_What you will do_
Your job is to reproduce all of the data exactly.

(Beginning of Records supplied)

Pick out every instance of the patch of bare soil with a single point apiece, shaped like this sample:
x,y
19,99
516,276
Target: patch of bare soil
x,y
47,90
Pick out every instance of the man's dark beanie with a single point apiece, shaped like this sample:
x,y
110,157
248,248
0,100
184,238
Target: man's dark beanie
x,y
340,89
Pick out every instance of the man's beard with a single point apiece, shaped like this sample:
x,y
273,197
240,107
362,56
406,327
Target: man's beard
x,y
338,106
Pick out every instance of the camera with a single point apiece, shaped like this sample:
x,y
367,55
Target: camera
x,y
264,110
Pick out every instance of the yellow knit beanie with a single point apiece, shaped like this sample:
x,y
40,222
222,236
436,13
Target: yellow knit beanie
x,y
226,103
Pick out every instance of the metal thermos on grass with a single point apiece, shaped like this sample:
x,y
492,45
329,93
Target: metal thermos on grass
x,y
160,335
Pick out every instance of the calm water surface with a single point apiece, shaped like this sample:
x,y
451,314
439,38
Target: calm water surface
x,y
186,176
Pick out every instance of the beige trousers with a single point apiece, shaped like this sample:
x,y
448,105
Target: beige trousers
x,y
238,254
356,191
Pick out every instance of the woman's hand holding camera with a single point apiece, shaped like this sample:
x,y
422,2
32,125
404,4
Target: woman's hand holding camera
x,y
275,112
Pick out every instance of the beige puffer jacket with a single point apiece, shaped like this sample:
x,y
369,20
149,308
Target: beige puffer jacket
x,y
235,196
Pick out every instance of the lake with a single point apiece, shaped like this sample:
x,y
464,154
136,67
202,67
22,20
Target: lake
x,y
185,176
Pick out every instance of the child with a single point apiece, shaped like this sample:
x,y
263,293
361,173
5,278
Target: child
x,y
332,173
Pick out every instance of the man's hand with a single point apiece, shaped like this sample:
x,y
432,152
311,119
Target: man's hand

(End of Records supplied)

_Solution for this problem_
Pick out every instance of the patch of bare soil with a single point apiece, shaped like this sample:
x,y
19,99
516,276
Target: patch of bare soil
x,y
47,90
Pick out every instance of the man's dark beanie with a single point apiece, shaped like this sample:
x,y
110,157
248,248
0,100
184,238
Target: man's dark beanie
x,y
340,89
Pick out every instance of the man's beard with a single point apiece, shaped like this sample:
x,y
273,197
240,107
362,56
406,327
Target: man's beard
x,y
338,106
Pick out every instance of the camera with a single point apiece, shaped like this sample:
x,y
367,55
Target: camera
x,y
264,110
Pick out every instance of the yellow knit beanie with a single point apiece, shaped like this sample:
x,y
40,222
222,236
436,13
Target: yellow knit beanie
x,y
226,103
Pick out every instance of the metal thermos on grass with a single point apiece, shaped like this sample:
x,y
492,45
329,93
Target: metal thermos on grass
x,y
160,335
Pick out every instance of the calm water surface with a single point apiece, shaped like this sample:
x,y
451,314
439,38
Target: calm water surface
x,y
186,176
Pick out every instance of the beige trousers with a single point apiece, shaped like this sample:
x,y
448,105
Target: beige trousers
x,y
238,254
356,191
Pick out every instance of the woman's hand holding camera with a single point apiece, shaped like this sample:
x,y
422,2
32,125
404,4
Target: woman's hand holding camera
x,y
275,112
Pick out every instance of the beige puffer jacket with a single point apiece, shaped like this sample:
x,y
369,20
149,308
Target: beige puffer jacket
x,y
235,196
Pick out every instance of the lake with a single point apiece, shaped like this sample:
x,y
464,154
136,67
202,67
22,20
Target: lake
x,y
185,176
Pick out every instance of the child with a single point apiece, shaped like this sample:
x,y
263,293
361,173
5,278
Target: child
x,y
332,173
Pick out every instance of the man's hand with a single point apiece, shaped like this sample:
x,y
432,152
311,119
Target: man's hand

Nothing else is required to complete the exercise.